The Italian mathematician, Fibonacci, noticed that—in nature—numbers belonging to a specific sequence of numbers appear far more frequently than numbers not in this sequence. (I think he noticed this while breeding rabbits? Something along those lines... google it if you're curious.) This sequence of numbers has subsequently come to be known as "the Fibonacci sequence" or "Fibonacci numbers." The general formula for any given number in the sequence is to simply add the previous two numbers in the sequence. And the sequence starts with 0 and 1. Thus:
Fn = Fn-1 + Fn-2 (any given number in the sequence [Fn] is simply the sum of the previous two numbers [Fn-1 + Fn-2])
The first few numbers in the series are thus:
0, 1, 1, 2, 3, 5, 8, 13, 21, 34, 55, 89, ...
Notice that 4 is not in the sequence. That is what makes 4-leafed clover so rare: 4 is not a "natural harmonic." (Again, I'm being fast and loose with the terminology.)
Now, if you divide any number in the sequence by the number before it, the result approaches the number, φ, 1.618...
1/0 = ∞
1/1 = 1
2/1 = 2
3/2 = 1.5
5/3 = 1.666...
8/5 = 1.6
13/8 = 1.625
21/13 = 1.615
Notice how the result of these divisions keeps getting closer to φ, to 1.618.... ?
What I find even
more interesting is that mathematicians claim that φ is the
most irrational number, even more irrational than the most famous irrational, π, 3.14... . And perhaps it makes it more difficult to belive (or easier, depending on your own philosophy) that the most irrational number stems from a most straightforward equation. To approximate φ, simply repeat this formula for as long as you have the stamina:
(Shoutout to all the ThinkPad peeps... whut whut!!)OR:
phi = 1 + 1
-----------
1 + 1
------
1 + 1
------
1 + etc.
And I believe it's at this point that I will end my analysis. Beauty and irrational numbers, physical attraction and φ's prominence throughout nature... this all feels like it's verging on some sort of limit of its own, or better yet: a divergence. As a recovering atheist, I can't allow myself to say it, but as an agnostic I'm confident leaving it at: There's something serious going on here—something foundational, something structural.

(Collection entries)

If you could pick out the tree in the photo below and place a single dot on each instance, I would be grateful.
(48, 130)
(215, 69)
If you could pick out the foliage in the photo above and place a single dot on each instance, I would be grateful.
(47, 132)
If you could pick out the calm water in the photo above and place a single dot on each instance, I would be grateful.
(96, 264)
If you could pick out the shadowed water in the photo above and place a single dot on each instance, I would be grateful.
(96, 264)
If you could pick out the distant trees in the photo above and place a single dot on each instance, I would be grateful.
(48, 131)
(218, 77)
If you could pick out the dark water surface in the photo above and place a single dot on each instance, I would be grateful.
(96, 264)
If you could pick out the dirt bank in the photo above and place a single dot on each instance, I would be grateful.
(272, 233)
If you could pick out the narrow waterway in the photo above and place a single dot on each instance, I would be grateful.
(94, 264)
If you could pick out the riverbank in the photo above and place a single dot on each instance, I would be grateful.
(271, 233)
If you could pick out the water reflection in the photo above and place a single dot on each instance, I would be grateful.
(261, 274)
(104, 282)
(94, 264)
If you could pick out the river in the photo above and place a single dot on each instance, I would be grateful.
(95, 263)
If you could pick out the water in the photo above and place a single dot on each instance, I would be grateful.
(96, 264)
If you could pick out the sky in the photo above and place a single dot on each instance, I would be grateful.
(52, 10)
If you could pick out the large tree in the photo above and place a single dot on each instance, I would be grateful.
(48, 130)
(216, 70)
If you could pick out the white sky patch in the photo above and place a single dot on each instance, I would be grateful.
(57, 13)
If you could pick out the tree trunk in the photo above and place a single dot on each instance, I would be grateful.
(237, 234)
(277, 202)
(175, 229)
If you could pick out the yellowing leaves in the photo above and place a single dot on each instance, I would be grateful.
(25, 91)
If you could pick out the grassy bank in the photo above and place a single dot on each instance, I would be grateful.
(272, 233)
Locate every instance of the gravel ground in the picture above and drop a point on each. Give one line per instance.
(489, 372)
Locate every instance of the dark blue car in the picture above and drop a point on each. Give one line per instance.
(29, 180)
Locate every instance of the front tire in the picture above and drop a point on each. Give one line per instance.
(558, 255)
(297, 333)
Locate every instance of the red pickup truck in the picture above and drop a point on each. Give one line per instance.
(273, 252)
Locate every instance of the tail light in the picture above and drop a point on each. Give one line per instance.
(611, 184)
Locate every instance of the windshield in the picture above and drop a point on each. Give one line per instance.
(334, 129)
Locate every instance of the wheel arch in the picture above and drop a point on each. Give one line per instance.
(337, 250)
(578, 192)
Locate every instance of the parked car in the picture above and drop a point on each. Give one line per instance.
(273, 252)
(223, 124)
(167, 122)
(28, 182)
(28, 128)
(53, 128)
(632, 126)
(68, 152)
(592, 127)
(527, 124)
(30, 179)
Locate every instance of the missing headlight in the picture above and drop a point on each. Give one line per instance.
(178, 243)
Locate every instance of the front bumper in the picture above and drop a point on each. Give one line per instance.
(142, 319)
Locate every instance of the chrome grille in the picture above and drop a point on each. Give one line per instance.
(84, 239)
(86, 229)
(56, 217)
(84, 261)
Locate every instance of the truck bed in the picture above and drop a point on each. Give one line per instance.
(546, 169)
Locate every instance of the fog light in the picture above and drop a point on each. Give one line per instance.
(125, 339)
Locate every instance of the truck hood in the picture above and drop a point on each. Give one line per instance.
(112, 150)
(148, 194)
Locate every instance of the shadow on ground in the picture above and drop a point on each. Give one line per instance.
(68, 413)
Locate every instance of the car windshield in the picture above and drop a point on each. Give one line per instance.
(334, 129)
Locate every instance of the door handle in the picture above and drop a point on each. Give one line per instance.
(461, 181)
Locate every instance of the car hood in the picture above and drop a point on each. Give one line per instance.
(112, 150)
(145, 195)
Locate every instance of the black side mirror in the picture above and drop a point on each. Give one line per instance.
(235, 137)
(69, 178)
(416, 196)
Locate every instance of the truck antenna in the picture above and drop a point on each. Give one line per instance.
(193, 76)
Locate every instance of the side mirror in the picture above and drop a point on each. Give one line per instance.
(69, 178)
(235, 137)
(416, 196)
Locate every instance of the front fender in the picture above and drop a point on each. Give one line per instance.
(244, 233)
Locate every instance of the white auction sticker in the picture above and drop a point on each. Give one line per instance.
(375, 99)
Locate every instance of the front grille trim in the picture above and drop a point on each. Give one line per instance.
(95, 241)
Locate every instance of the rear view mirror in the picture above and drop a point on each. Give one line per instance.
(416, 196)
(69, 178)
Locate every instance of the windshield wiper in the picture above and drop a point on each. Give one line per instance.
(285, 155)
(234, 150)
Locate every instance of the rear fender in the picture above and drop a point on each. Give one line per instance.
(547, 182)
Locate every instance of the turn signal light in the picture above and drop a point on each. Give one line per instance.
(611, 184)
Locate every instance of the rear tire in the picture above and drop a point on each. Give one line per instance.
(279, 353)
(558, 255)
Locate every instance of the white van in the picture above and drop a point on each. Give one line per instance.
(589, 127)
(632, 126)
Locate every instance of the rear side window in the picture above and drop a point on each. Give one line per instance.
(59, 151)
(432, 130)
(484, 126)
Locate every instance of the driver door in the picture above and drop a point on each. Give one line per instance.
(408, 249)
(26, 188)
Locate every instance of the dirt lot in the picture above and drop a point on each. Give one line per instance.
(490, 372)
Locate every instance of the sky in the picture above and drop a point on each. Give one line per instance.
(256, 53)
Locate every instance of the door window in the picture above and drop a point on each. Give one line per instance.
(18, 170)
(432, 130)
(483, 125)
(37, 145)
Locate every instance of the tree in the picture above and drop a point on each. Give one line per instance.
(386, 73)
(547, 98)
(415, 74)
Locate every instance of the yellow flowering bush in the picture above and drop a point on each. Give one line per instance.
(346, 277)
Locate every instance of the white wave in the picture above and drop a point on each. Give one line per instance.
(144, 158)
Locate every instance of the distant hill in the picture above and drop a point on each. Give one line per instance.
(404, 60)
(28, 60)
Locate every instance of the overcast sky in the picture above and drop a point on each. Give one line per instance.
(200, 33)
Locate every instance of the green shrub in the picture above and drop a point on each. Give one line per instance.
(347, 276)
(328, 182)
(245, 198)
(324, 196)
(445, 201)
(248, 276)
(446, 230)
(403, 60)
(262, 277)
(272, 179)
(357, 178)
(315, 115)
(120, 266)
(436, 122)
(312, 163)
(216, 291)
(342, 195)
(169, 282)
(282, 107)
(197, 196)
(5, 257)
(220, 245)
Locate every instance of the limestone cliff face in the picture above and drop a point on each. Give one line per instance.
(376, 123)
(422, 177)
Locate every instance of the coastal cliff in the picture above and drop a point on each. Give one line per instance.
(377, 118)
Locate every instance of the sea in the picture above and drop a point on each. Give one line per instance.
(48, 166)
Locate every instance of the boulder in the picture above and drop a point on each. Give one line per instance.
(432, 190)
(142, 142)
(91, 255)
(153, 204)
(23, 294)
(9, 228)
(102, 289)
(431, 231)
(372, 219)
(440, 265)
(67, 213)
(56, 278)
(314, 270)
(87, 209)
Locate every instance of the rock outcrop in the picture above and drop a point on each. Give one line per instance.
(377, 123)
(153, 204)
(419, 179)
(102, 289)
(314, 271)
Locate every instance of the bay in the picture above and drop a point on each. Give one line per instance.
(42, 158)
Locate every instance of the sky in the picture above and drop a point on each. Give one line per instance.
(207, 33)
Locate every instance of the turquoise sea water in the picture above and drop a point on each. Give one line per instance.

- DESCRIPTION OF THE TASK: In the text about the Fibonacci sequence, list every division it shows along with the result it gives for each.

- TASK SOLUTION:
1/0 = ∞
1/1 = 1
2/1 = 2
3/2 = 1.5
5/3 = 1.666...
8/5 = 1.6
13/8 = 1.625
21/13 = 1.615